##### SUPPLIED ENTRIES #####
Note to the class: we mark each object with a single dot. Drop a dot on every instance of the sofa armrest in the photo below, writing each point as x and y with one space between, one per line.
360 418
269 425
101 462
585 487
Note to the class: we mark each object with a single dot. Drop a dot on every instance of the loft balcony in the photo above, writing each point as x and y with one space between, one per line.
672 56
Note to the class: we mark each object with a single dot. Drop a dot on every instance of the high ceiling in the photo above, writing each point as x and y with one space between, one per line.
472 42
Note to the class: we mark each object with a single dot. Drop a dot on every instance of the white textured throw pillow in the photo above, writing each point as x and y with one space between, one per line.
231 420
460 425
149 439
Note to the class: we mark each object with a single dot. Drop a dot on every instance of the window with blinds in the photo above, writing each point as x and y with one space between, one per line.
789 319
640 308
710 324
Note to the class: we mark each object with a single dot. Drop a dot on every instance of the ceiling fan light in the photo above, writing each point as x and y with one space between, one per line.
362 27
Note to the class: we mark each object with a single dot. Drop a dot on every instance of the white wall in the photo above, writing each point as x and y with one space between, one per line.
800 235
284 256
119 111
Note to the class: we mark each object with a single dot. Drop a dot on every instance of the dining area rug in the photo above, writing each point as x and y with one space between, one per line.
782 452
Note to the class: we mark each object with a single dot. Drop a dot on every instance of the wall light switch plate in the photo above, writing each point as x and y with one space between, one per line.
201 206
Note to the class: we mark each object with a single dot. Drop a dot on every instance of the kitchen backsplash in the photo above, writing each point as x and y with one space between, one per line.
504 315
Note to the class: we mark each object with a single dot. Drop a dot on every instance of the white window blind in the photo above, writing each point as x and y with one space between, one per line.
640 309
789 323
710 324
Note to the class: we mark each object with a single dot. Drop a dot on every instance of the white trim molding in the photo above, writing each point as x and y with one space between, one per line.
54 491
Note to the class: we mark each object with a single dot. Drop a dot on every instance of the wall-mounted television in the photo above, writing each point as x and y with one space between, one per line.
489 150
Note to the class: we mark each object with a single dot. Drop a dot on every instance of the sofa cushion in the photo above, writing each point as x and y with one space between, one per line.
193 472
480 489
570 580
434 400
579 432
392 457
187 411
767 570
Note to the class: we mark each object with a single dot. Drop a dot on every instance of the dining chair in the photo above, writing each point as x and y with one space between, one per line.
#####
TASK.
Send back every record, precisely as written.

SOLUTION TO THE EXERCISE.
Note to the class: we mark each object with a single dot. Drop a dot on every instance of the sofa armrest in the photo below, writing each point as x and y with one space between, one per line.
360 418
269 425
101 462
585 487
Note to the class: we mark each object with a single dot. Drop a dot on every instance of the loft balcony in the photo above, writing each point as x and y with one space between, one per line.
672 56
Note to the class: we mark each object with a single dot. Drop a dot on every instance of the high ceiling in the photo above, writing each point as x and y with one space between, one per line.
472 42
Note to the class: we mark each object with a single dot. Drop a dot on every instance of the white textured throw pillow in the photo above, writing each point as x and y with one space between, one per line.
231 420
460 425
149 439
Note to the class: we mark each object with a single dot. Drop a dot on every instance of the window with blinds in the photo above, writing each point as x and y with one space between, one per line.
789 319
640 308
710 324
Note to the class: we mark each object with a single dot. Drop a dot on every instance of the ceiling fan light in the photo above, writing each point as x and y with one space between, one per line.
362 27
Note to the class: we mark each object with a single dot. Drop a dot on every instance of the white wall in the photo above, writing each point as x and y with one space between, one per line.
800 235
284 256
119 111
Note to the class: we mark each object with a single dot. Drop a dot on every instance of the dining area rug in the photo above, writing each point as x and y with one space between, one per line.
782 452
Note to the class: we mark each object with a single dot. Drop a dot on every instance of the wall light switch plate in the photo above, writing each point as x and y with one space between, one per line.
201 206
Note to the class: we mark each object with a single dot. Drop a dot on every instance of the kitchen backsplash in the photo above, writing each point as x and y with one space between, one per line.
504 315
Note to the class: we mark each object with a single dot. Drop a dot on every instance of the white window blind in the photo above, writing each point as x and y with one space between, one per line.
640 309
789 323
710 324
Note to the class: we mark each object with a single dot. Drop a dot on every instance of the white trim molding in the photo above, writing each point as x and y with one space between, one per line.
54 491
Note to the class: we mark each object with a single dot. Drop a dot on every instance of the wall-mounted television in the photo above, writing each point as x and y with one space between, one per line.
489 150
Note to the class: we mark each object with a single dot. Drop a dot on every instance of the sofa cushion in the photo above, writing each point as x and y with one space between, one per line.
193 472
480 489
570 580
434 400
579 432
392 457
187 411
767 570
Note to the class: we mark each object with a single dot. Drop a dot on every instance of the dining chair in the photo above, writing each point as x and y with one space between, one per line.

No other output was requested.